__Your task__
Reproduce each line of the following records verbatim, with no alterations.
>> Begin
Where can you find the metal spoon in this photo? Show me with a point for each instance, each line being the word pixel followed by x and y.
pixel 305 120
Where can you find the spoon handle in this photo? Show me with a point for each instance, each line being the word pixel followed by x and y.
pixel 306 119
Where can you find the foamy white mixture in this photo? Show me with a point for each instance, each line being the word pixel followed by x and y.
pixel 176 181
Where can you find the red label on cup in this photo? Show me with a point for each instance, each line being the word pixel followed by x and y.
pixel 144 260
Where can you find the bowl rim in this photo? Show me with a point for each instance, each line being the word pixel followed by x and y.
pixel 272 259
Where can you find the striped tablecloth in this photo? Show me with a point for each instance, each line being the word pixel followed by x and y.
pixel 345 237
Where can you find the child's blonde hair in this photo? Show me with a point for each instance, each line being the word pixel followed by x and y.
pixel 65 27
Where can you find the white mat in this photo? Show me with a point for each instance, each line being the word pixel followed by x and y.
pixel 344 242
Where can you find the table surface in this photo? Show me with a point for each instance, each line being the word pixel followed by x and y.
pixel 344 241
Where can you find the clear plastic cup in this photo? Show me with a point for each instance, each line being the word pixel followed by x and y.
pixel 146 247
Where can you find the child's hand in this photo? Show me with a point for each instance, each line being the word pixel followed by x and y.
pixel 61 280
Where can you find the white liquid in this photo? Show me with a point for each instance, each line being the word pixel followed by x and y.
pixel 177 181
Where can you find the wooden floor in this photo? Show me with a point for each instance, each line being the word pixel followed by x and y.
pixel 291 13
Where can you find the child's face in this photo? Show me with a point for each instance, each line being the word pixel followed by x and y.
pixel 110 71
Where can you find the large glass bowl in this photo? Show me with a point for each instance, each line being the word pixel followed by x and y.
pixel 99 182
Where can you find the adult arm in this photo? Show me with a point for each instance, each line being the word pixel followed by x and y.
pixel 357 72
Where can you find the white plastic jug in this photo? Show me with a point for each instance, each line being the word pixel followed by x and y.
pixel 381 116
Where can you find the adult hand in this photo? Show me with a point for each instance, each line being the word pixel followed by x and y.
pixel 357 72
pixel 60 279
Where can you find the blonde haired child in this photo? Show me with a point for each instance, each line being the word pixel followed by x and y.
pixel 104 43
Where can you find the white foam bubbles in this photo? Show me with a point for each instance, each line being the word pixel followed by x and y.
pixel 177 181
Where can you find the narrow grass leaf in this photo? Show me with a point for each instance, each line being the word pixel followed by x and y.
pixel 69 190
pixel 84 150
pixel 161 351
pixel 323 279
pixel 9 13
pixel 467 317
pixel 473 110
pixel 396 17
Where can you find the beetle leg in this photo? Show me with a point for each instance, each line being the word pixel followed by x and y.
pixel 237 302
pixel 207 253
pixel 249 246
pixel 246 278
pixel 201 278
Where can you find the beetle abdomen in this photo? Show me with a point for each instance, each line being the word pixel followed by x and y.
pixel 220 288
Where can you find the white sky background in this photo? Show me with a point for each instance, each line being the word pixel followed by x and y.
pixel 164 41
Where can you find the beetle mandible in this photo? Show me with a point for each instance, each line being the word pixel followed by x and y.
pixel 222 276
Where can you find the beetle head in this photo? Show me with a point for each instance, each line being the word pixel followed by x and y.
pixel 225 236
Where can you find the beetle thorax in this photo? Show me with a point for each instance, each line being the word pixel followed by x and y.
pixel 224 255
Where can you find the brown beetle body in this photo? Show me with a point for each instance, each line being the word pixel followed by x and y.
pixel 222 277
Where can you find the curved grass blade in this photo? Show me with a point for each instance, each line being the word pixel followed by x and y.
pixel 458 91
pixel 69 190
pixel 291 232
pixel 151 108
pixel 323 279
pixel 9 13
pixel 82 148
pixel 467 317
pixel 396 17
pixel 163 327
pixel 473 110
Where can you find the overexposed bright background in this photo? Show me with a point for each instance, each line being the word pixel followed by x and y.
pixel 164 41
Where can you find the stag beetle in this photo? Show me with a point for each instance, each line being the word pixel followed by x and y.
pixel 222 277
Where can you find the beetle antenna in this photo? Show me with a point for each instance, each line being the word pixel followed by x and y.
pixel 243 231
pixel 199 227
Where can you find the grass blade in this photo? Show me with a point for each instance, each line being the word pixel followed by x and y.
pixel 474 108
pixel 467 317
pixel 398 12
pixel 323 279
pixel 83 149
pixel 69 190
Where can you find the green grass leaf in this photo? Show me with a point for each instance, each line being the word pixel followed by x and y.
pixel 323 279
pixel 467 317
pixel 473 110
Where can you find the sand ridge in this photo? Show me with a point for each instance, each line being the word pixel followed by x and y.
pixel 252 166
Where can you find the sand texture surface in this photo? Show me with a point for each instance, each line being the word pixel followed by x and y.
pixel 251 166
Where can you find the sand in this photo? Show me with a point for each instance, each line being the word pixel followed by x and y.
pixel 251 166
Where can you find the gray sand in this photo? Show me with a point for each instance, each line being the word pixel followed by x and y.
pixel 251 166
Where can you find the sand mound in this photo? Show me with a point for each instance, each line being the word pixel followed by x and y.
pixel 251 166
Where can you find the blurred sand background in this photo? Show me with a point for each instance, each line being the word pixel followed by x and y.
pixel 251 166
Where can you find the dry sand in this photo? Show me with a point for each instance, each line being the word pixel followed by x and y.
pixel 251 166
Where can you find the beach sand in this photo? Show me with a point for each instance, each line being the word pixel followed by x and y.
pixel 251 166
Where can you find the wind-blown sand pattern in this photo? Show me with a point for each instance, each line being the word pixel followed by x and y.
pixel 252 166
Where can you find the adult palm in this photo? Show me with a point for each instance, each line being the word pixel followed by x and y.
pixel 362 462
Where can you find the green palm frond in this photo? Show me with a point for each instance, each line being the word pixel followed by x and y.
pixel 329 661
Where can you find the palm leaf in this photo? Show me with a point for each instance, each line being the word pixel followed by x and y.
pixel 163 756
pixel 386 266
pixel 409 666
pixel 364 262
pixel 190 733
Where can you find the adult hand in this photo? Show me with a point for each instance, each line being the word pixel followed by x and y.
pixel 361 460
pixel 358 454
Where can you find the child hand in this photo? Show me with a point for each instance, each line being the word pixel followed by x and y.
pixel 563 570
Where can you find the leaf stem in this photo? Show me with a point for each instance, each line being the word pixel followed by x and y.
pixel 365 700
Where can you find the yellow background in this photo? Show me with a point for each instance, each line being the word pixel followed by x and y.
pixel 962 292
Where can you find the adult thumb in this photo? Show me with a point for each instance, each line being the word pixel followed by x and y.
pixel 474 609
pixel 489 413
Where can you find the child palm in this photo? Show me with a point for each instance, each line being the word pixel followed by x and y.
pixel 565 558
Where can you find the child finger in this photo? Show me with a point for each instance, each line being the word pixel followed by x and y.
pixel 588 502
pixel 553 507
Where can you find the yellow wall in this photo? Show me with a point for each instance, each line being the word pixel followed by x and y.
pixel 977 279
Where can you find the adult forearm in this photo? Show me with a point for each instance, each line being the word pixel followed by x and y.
>> End
__Result below__
Where can you find the metal spoon in this photo? Show me with a point for each instance, each line being the word pixel followed by x and y.
pixel 305 120
Where can you find the spoon handle in this photo? Show me with a point for each instance, each line being the word pixel followed by x and y.
pixel 306 119
Where can you find the foamy white mixture in this photo? Show me with a point for each instance, each line being the word pixel followed by x and y.
pixel 176 181
Where can you find the red label on cup in this photo? Show me with a point for each instance, each line being the word pixel followed by x and y.
pixel 144 260
Where can you find the bowl rim in this photo? Show me with a point for each instance, each line being the word pixel followed by x and y.
pixel 272 259
Where can you find the striped tablecloth in this photo? Show me with a point for each instance, each line being the word pixel followed by x and y.
pixel 345 237
Where can you find the child's blonde hair in this photo? Show me with a point for each instance, each line being the word pixel followed by x and y.
pixel 65 27
Where can you find the white mat in this photo? Show me with a point for each instance, each line being the word pixel followed by x and y.
pixel 344 242
Where can you find the table surface in this photo? Show me with a point for each instance, each line being the word pixel followed by x and y.
pixel 344 241
Where can you find the clear plastic cup in this photo? Show me with a point for each instance, each line being the word pixel followed by x and y.
pixel 146 247
Where can you find the child's hand in this photo? Show me with a point for each instance, each line being the word pixel followed by x and y.
pixel 61 280
Where can you find the white liquid in this photo? Show me with a point for each instance, each line being the word pixel followed by x and y.
pixel 177 181
Where can you find the wooden floor in this photo? Show me with a point for each instance, each line being the word pixel followed by x and y.
pixel 291 13
Where can you find the child's face in this photo? Show me with a point for each instance, each line being the word pixel followed by x and y.
pixel 110 71
Where can you find the large glass bowl in this photo? Show me with a point for each instance, each line being the word pixel followed by x and y.
pixel 99 182
Where can you find the adult arm in this photo? Show me with a point for each instance, each line being the word pixel followed by x and y.
pixel 357 72
Where can you find the white plastic jug in this photo? Show me with a point for each instance, each line being the word pixel followed by x and y.
pixel 381 116
Where can you find the adult hand in this photo? Show me with a point for each instance, each line being the word pixel followed by x and y.
pixel 357 72
pixel 60 279
Where can you find the blonde haired child in this photo? Show me with a point for each instance, each line being the word pixel followed by x and y.
pixel 104 43
Where can you find the white foam bubbles in this photo? Show me with a point for each instance, each line being the word pixel followed by x and y.
pixel 177 181
Where can you find the narrow grass leaf in this photo? Show me with a point for each instance, each line being the word pixel followed by x and y.
pixel 69 190
pixel 84 150
pixel 161 351
pixel 323 279
pixel 9 13
pixel 467 317
pixel 473 110
pixel 396 17
Where can you find the beetle leg in this photo? Show me with a point for each instance, each line being the word pixel followed by x and y.
pixel 237 302
pixel 207 253
pixel 249 246
pixel 246 278
pixel 201 278
Where can you find the beetle abdomen in this photo? Show me with a point for each instance, each line being the word pixel followed by x and y.
pixel 220 288
Where can you find the white sky background in this photo? Show me with a point for each instance, each line being the word pixel followed by x and y.
pixel 164 41
Where can you find the beetle mandible in this photo? Show me with a point for each instance, each line being the word pixel followed by x and y.
pixel 222 276
Where can you find the beetle head in this photo? Show me with a point for each instance, each line being the word pixel followed by x and y.
pixel 225 236
Where can you find the beetle thorax in this photo? Show me with a point for each instance, each line being the word pixel followed by x and y.
pixel 224 255
Where can you find the brown beetle body in this photo? Show me with a point for each instance, each line being the word pixel followed by x and y.
pixel 222 277
Where can you find the curved grass blade in this photo? Show me with a point for each instance, each line being the word pixel followed by x and y.
pixel 458 91
pixel 69 190
pixel 291 232
pixel 151 108
pixel 323 279
pixel 9 13
pixel 82 148
pixel 467 317
pixel 396 17
pixel 163 327
pixel 473 110
Where can you find the overexposed bright background in this photo? Show me with a point for each instance, each line being the word pixel followed by x and y.
pixel 164 41
Where can you find the stag beetle in this photo? Show me with a point for each instance, each line being the word pixel followed by x and y.
pixel 222 277
Where can you find the beetle antenna in this photo? Show me with a point for each instance, each line being the word pixel followed by x and y.
pixel 243 231
pixel 199 227
Where can you find the grass blade in this photo? Show me with a point for each instance, each line being the word pixel followed by x and y.
pixel 474 108
pixel 467 317
pixel 398 12
pixel 323 279
pixel 83 149
pixel 69 190
Where can you find the green grass leaf in this photo? Show me with a point for each instance, each line being the word pixel followed by x and y.
pixel 323 279
pixel 467 317
pixel 473 110
Where can you find the sand ridge in this photo? Show me with a point for each instance, each line being the word pixel followed by x and y.
pixel 252 166
Where can you find the sand texture surface in this photo? Show me with a point for each instance, each line being the word pixel followed by x and y.
pixel 251 166
Where can you find the sand in this photo? Show me with a point for each instance, each line being the word pixel followed by x and y.
pixel 251 166
Where can you find the gray sand in this photo? Show me with a point for each instance, each line being the word pixel followed by x and y.
pixel 251 166
Where can you find the sand mound in this photo? Show me with a point for each instance, each line being the word pixel followed by x and y.
pixel 251 166
Where can you find the blurred sand background in this photo? Show me with a point for each instance, each line being the word pixel followed by x and y.
pixel 251 166
Where can you find the dry sand in this photo? Show me with a point for each instance, each line being the word pixel followed by x and y.
pixel 251 166
Where can you find the beach sand in this photo? Show me with a point for each instance, each line being the word pixel followed by x and y.
pixel 251 166
Where can you find the wind-blown sand pattern in this photo? Show me with a point for each instance, each line being the word pixel followed by x and y.
pixel 252 166
Where can you find the adult palm in this photo? Show me with a point for each instance, each line being the word pixel followed by x and y.
pixel 362 462
Where can you find the green palm frond in this photo? Show me with a point for each instance, each line being the word pixel followed by x and y.
pixel 329 661
Where can you find the palm leaf in this photo? Show me with a point for each instance, each line being the word pixel followed by x and y.
pixel 163 756
pixel 386 266
pixel 409 666
pixel 364 262
pixel 190 733
Where can you find the adult hand in this photo? Show me with a point for each instance, each line being the word pixel followed by x and y.
pixel 361 460
pixel 358 454
Where can you find the child hand in this photo? Show me with a point for each instance, each line being the word pixel followed by x and y.
pixel 563 570
Where can you find the leaf stem in this photo? Show me with a point for each instance, each line being the word pixel followed by x and y.
pixel 365 700
Where can you find the yellow background in this photo? Show me with a point for each instance, each line being the word pixel followed by x and y.
pixel 962 292
Where can you find the adult thumb in this photo? Show me with a point for each instance, each line being the word pixel followed by x and y.
pixel 474 609
pixel 489 413
Where can you find the child palm in this photo? Show me with a point for each instance, each line being the word pixel followed by x and y.
pixel 565 558
Where can you find the child finger in this photo? Show me with a point for each instance, each line being the word pixel followed by x and y.
pixel 588 502
pixel 553 507
Where can you find the yellow wall in this photo? Show me with a point for each instance, each line being the word pixel followed by x and y.
pixel 977 279
Where can you find the adult forearm in this photo? Show me with a point for each instance, each line being the word pixel followed by x and y.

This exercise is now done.